┌─ TEXT

The Samoborček railway consisted of a single-tracked narrow-gauge line operating on the so-called Bosnian gauge at . Initially the line had a length of 19 km, from Zagreb to Samobor via Podsused; in the 1950s the track was extended to Bregana and military overhaul workshops today located on the territory of Slovenia.

Stations were:

- Zagreb S.K.
- Selska cesta
- Kustošija
- Vrapče
- Vrapče bolnica
- Stenjevec
- Stenjevec Gornji
- Goljak
- Susedgrad
- Bestovje
- Orešje
- Strmec
- Nedelja
- Domaslovec
- Samobor
- Samobor kupalište
- Lug
- Bregana stajalište
- Bregana tvornica

== Rolling stock ==
Until the 1950s, the rolling stock was composed of various steam engine driven compositions. Average speed was 15–20 km/h. From the 1950s until the end of operation, DMU aluminium compositions, officially called "DEV" and nicknamed "Srebrna strijela" ("Silver Arrow") took over, with a maximum speed of 50 km/h.

== Remains ==
Although all the tracks were removed, most of other railway infrastructure (embankments, bridges) survives today, but usually not in use. Most railway stations and embankments survived, and were converted into shops, restaurants and warehouses. A steam locomotive which operated the line is on permanent display in Samobor.

== Future development ==
A new railroad link between Zagreb and Samobor was first announced in 2004 and was due to be built from 2008 to 2012. The link was planned to be standard gauge and in accordance with normal Croatian Railways operations, with a maximum speed of 120 km/h.
The plan was that the new link starts at Podsused railway station where it would separate from the M101 railway corridor and continue towards Samobor. However, as of 2021 the construction of the new link has not yet begun, with numerous announcements of construction start and subsequent delays.

└─
┌─ RECORDS SHOWN

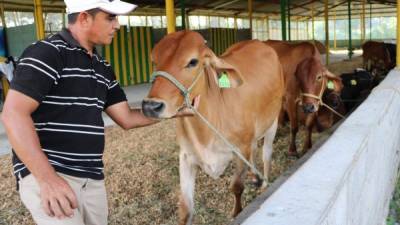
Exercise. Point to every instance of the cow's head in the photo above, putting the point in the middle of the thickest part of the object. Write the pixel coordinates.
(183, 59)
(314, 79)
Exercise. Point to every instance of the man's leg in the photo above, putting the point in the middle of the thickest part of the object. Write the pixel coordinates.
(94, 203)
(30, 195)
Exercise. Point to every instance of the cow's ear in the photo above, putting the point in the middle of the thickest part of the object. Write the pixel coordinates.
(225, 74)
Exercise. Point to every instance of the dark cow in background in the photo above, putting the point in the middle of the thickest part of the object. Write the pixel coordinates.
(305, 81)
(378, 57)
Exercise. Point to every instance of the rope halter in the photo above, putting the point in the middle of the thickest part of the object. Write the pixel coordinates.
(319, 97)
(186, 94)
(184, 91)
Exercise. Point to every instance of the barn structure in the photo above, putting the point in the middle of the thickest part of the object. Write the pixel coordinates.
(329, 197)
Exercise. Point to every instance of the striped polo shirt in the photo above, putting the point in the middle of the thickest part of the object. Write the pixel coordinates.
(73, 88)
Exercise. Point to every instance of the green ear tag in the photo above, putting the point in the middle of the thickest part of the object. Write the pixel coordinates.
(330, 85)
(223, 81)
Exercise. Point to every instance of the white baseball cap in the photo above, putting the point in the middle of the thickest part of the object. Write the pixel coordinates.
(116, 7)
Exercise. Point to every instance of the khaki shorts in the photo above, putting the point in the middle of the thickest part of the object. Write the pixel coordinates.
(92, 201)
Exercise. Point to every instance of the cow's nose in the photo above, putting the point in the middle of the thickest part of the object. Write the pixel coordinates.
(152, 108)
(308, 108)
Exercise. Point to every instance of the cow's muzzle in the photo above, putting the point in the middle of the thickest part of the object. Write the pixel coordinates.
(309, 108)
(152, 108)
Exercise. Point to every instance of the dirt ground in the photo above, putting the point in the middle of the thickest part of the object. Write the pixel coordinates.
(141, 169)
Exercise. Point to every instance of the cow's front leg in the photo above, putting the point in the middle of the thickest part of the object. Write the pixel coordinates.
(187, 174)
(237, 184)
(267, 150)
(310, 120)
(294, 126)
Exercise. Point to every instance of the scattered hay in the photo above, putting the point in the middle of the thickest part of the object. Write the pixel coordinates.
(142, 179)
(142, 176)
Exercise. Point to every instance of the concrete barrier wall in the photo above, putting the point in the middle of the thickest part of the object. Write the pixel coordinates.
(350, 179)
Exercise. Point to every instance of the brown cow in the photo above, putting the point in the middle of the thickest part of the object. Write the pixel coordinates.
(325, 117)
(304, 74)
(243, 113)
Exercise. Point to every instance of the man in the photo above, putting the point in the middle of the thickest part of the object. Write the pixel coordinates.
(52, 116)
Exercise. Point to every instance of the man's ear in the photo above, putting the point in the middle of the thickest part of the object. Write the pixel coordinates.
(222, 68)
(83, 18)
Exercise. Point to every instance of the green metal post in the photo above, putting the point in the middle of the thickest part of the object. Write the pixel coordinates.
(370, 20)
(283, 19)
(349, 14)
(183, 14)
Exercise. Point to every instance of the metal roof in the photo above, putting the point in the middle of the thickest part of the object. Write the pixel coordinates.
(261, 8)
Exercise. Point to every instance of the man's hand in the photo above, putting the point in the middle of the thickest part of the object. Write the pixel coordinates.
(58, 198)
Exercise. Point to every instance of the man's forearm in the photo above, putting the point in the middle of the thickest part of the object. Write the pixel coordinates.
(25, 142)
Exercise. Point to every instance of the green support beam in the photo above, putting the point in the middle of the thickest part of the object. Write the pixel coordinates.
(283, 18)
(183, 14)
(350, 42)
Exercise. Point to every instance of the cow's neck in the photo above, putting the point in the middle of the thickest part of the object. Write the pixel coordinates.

└─

_WHAT THE TASK REQUIRES_
Rewrite the passage of the Samoborček railway text that opens with "The Samoborček railway" and closes with "- Zagreb S.K.", changing "narrow-gauge" to "standard-gauge".

_EXERCISE OUTPUT_
The Samoborček railway consisted of a single-tracked standard-gauge line operating on the so-called Bosnian gauge at . Initially the line had a length of 19 km, from Zagreb to Samobor via Podsused; in the 1950s the track was extended to Bregana and military overhaul workshops today located on the territory of Slovenia.

Stations were:

- Zagreb S.K.